== Object pointing dataset rows ==
·····

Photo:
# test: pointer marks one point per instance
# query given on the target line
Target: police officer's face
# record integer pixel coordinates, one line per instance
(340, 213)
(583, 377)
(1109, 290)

·····

Can you recast every line of the entries above as a Markdown table with the columns Row and Line, numbering each row and leaving out blank lines?

| Row | Line |
|---|---|
| 1 | Photo: |
| 2 | # test: pointer marks one point per instance |
| 3 | # query given on the target line |
| 4 | Target: police officer's face |
| 5 | # record integer pixel coordinates, one line per instance |
| 6 | (340, 213) |
| 7 | (583, 377) |
| 8 | (1109, 290) |